■ **Exercise details**: Transcribe the lines of the records starting with the one that has "car with a single point per instance." in it and ending with the last, and transcribe nothing else.

■ **Entries from a point annotation set**:
★ ★ ★ ★ ★ ★ ★

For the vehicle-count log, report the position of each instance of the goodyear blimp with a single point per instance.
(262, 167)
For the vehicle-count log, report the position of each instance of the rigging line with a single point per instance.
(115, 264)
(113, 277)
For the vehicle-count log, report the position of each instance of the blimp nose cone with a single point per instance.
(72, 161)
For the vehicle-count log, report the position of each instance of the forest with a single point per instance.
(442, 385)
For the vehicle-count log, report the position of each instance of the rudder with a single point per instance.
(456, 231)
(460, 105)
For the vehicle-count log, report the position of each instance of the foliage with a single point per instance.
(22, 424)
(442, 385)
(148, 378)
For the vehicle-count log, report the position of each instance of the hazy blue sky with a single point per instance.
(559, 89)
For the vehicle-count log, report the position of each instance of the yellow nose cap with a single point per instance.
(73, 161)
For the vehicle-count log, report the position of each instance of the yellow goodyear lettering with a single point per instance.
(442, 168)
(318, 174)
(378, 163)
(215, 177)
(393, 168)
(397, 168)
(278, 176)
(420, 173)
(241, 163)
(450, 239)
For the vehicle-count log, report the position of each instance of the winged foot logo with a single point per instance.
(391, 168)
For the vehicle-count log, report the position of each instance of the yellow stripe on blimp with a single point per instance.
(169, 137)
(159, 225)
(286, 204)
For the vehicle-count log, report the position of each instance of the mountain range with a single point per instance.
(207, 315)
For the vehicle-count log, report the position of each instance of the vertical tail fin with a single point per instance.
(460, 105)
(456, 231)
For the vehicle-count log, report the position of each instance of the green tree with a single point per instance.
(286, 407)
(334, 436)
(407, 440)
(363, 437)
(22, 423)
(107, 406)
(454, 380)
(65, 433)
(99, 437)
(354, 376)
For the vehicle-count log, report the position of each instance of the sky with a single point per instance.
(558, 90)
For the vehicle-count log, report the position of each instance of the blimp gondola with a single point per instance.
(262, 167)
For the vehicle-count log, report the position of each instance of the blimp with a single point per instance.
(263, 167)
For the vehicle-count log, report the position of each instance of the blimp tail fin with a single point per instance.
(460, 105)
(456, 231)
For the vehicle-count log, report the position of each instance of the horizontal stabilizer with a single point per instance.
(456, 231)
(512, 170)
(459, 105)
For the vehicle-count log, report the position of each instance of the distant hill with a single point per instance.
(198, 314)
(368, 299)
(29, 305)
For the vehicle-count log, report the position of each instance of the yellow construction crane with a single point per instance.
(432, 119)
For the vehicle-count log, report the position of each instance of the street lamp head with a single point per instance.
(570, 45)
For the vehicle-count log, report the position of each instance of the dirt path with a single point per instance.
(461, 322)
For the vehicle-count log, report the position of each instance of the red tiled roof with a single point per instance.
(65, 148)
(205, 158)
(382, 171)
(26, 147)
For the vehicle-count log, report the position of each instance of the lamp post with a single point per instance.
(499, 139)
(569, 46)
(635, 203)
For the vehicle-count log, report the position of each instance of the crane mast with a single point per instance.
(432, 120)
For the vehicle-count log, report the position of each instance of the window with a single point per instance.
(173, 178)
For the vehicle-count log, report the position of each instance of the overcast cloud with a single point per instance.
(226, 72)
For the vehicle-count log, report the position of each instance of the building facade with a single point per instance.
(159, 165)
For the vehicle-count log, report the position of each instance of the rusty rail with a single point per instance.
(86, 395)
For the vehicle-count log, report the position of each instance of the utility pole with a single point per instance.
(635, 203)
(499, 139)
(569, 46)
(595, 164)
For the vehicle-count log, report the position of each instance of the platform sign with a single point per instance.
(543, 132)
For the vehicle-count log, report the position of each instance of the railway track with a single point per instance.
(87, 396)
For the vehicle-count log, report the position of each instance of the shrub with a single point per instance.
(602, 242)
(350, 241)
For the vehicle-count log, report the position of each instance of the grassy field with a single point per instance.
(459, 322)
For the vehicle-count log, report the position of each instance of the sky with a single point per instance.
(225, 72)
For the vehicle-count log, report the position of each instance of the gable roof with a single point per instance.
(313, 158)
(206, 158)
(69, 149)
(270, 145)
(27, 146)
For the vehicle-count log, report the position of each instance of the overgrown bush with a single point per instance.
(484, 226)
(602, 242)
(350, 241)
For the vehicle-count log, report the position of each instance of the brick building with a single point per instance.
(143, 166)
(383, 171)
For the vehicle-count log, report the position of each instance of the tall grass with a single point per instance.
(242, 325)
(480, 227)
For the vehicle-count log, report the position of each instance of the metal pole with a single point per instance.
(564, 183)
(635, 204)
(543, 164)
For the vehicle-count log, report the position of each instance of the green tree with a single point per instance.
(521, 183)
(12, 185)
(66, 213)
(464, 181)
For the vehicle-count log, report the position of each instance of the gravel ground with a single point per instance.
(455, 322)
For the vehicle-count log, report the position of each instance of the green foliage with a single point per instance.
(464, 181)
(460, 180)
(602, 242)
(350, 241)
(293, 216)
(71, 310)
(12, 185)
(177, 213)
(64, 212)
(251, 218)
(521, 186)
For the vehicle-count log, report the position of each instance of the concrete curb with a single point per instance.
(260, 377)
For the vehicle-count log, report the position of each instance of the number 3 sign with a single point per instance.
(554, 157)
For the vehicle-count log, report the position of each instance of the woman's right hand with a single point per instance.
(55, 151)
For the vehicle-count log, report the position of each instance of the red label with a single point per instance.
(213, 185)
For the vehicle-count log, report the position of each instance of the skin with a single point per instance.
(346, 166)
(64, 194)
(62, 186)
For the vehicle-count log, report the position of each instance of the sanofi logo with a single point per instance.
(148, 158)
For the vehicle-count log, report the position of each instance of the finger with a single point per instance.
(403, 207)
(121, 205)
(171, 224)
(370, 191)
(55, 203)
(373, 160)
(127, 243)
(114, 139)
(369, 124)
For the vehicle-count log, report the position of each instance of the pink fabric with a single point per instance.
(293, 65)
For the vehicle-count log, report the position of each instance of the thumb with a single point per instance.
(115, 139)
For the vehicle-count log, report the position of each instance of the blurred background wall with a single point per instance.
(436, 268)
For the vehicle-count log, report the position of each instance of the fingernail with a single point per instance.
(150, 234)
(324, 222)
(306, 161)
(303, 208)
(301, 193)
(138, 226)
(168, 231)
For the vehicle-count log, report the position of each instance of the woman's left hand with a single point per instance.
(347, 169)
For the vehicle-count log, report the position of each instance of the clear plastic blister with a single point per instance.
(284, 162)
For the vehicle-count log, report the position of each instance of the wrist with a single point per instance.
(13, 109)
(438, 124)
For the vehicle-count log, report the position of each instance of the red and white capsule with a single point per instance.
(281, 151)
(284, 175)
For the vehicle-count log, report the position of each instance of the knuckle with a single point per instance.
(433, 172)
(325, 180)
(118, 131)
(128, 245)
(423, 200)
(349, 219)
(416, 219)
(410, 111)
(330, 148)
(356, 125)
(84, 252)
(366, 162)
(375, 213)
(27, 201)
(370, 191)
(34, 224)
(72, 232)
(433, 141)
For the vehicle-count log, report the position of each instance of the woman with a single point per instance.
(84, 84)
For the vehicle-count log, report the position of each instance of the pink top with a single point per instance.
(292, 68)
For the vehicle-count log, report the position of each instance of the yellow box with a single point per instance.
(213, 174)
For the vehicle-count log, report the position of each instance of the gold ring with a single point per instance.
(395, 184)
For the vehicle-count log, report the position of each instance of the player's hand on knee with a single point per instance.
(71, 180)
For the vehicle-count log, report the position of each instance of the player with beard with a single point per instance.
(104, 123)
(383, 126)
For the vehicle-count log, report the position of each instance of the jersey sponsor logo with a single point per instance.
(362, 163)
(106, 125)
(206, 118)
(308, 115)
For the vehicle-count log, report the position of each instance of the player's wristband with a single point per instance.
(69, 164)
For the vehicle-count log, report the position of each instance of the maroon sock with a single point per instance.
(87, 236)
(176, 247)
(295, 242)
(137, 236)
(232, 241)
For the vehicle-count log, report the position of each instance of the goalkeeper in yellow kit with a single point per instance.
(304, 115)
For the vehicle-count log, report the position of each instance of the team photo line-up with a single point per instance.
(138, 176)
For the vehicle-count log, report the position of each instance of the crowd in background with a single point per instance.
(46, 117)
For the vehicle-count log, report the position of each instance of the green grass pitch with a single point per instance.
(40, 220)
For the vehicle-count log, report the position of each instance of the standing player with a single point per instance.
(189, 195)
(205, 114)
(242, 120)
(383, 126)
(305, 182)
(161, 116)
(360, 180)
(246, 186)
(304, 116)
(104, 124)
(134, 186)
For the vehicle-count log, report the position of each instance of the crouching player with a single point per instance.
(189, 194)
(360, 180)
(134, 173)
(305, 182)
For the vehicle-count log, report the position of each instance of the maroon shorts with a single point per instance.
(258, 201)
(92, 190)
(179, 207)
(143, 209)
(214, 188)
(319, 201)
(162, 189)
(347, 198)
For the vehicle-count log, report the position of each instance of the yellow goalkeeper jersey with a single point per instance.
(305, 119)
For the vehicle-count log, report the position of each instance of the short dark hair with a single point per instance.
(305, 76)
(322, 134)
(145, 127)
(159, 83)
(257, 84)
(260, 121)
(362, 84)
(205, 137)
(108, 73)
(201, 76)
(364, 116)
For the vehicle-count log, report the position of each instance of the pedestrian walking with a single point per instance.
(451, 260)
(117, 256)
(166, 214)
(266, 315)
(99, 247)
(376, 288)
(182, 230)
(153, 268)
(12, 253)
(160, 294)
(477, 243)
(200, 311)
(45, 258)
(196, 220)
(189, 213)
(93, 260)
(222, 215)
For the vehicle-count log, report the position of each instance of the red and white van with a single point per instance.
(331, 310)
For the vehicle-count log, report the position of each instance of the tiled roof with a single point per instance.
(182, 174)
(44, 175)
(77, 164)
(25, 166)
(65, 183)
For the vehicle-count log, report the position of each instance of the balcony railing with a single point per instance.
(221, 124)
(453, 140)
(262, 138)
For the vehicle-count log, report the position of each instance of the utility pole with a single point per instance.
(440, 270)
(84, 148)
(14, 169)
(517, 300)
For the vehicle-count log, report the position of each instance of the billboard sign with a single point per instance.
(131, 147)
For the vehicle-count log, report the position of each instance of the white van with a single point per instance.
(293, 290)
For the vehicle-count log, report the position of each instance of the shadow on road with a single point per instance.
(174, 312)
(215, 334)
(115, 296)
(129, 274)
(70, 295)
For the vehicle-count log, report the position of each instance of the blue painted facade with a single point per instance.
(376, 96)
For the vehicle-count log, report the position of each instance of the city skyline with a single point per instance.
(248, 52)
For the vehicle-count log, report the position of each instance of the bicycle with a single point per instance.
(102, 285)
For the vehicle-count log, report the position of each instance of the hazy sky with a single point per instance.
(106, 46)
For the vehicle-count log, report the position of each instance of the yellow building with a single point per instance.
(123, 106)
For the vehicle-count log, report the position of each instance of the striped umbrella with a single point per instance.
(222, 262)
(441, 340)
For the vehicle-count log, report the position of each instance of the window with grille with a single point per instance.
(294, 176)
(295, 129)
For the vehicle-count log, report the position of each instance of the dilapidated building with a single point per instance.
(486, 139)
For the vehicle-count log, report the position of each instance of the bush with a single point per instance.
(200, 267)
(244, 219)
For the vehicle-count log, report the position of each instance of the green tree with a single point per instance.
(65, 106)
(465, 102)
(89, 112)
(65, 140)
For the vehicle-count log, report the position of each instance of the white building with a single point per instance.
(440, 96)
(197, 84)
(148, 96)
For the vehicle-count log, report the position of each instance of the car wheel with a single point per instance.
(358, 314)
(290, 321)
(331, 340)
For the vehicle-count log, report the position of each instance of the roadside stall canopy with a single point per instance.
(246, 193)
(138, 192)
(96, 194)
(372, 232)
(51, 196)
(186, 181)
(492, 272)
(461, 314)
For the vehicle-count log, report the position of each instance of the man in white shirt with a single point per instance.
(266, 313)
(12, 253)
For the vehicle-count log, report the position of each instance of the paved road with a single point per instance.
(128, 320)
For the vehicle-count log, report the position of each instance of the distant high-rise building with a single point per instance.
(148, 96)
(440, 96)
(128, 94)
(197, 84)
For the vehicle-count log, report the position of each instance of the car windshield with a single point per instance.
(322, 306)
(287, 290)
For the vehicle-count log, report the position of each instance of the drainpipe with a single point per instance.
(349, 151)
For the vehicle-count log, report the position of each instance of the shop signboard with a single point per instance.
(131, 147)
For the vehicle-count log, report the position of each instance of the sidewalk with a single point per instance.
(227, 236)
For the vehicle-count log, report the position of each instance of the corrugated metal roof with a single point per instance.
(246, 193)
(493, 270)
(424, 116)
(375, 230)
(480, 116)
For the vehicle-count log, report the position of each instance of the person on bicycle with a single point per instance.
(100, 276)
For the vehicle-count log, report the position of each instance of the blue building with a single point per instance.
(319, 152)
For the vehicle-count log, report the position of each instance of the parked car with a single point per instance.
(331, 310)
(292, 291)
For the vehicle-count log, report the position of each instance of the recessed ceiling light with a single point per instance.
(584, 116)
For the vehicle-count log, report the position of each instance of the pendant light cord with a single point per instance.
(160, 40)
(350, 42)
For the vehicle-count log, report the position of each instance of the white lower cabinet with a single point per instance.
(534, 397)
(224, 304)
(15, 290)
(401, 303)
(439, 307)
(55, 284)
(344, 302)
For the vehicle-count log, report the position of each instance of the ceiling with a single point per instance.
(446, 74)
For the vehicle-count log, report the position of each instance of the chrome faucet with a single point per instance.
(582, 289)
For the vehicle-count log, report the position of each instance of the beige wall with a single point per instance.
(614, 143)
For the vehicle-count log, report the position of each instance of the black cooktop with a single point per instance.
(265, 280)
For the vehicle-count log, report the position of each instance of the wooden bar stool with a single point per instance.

★ ★ ★ ★ ★ ★ ★

■ **Output**:
For the vehicle-count log, report the position of each instance of the parked car with a single point per instance.
(331, 310)
(292, 291)
For the vehicle-count log, report the position of each instance of the recessed ceiling light with a single point per instance.
(584, 116)
For the vehicle-count log, report the position of each instance of the pendant light cord with a single point per instance.
(160, 40)
(350, 42)
For the vehicle-count log, report the position of each instance of the white lower cabinet with a single point per instance.
(534, 397)
(224, 304)
(15, 290)
(401, 303)
(439, 307)
(55, 284)
(344, 302)
For the vehicle-count log, report the position of each instance of the ceiling with a single point per instance.
(446, 74)
For the vehicle-count log, report the position of each instance of the chrome faucet with a single point per instance.
(582, 289)
For the vehicle-count log, report the position of each instance of the beige wall with a single point per instance.
(614, 143)
For the vehicle-count log, report the position of each instance of the black cooktop with a single point per instance.
(265, 280)
For the vehicle-count log, report the position of each instance of the wooden bar stool with a single point per instance.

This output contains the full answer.